## EXERCISE DESCRIPTION
Reproduce the listing below, swapping "keypoint" for "marker" everywhere and leaving everything else untouched.

## INFORMATION PROVIDED
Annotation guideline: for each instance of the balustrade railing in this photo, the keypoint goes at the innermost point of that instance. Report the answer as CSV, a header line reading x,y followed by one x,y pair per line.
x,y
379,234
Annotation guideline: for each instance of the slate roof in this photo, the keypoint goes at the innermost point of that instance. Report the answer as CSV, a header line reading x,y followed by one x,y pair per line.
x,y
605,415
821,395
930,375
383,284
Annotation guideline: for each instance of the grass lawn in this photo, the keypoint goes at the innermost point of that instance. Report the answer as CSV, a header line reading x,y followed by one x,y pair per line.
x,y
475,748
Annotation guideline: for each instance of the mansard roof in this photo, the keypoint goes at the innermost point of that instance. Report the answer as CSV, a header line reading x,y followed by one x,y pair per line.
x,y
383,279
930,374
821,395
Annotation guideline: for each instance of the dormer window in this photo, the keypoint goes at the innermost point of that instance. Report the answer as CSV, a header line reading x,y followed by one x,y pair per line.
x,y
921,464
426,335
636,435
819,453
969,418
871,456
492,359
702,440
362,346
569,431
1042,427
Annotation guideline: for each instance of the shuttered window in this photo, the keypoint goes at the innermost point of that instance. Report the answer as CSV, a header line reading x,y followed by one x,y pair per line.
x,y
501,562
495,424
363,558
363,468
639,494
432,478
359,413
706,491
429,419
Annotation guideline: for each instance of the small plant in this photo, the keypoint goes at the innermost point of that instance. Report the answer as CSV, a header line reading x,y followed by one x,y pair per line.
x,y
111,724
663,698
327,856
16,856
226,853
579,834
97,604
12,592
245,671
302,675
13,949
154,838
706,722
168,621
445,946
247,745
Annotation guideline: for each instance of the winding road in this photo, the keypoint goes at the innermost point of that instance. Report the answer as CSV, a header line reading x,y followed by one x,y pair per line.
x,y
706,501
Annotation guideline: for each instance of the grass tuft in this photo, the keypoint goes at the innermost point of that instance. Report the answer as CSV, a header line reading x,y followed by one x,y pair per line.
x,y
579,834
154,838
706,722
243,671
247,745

## RESPONSE TO THE TASK
Annotation guideline: for each instance of the balustrade railing in this photo, the marker goes at the innermost point of that instance. Report the answer as CSV, a header line reading x,y followed by one x,y pair per line.
x,y
379,234
Annotation guideline: for each instance of the slate roof in this photo, the marker goes at the innermost point of that instance. Report the answer as CSV, a header line reading x,y followed by one x,y pair per line.
x,y
605,415
821,395
930,375
383,284
Annotation guideline: for each instance of the grass lawn in this photo, the marker goes at the innermost point of that instance. Report the answer as CSV, a header line reading x,y followed by one x,y pair per line.
x,y
475,748
Annotation guideline: for each instance of the mansard roof in this photo, the marker goes at the innermost point of that instance. Report the answer as CSV, a header line reading x,y followed by one x,y pair per line.
x,y
383,279
930,374
821,395
Annotation guideline: for each instance of the dormer window in this photo, the marker goes at the innermost point of that instance. Report the answer as CSV, a header line reading x,y followed by one x,y pair per line.
x,y
921,464
426,335
636,435
819,453
969,418
871,456
492,359
702,440
362,346
569,431
1042,427
Annotation guideline: for each instance of the shuttered window in this photo, the marker goes at the innermost point of that instance. Report the answer as CSV, a header line reading x,y followed by one x,y pair per line.
x,y
501,562
495,424
363,558
363,468
639,494
432,478
359,413
706,491
429,419
Annotation guideline: for each instance of the small plant in this photo, the marker goes at the innermost point of that instance. Report the answer as CSV, a header line reading x,y followed by one x,y pair per line.
x,y
111,724
663,698
327,856
16,856
226,853
579,834
97,604
12,592
245,671
302,675
13,949
154,838
706,722
168,621
445,946
247,745
Annotation guideline: for each instance of the winding road in this photo, the marker goes at the innermost point of that instance. Report the answer as CSV, a header line reading x,y followed by one x,y pair per line.
x,y
706,501
Annotation guideline: for each instance of the grass tuft in this photo, the marker goes at the innermost point of that instance. Report the answer as CSV, a header line reading x,y followed by one x,y pair per line.
x,y
579,834
154,838
706,722
243,671
247,745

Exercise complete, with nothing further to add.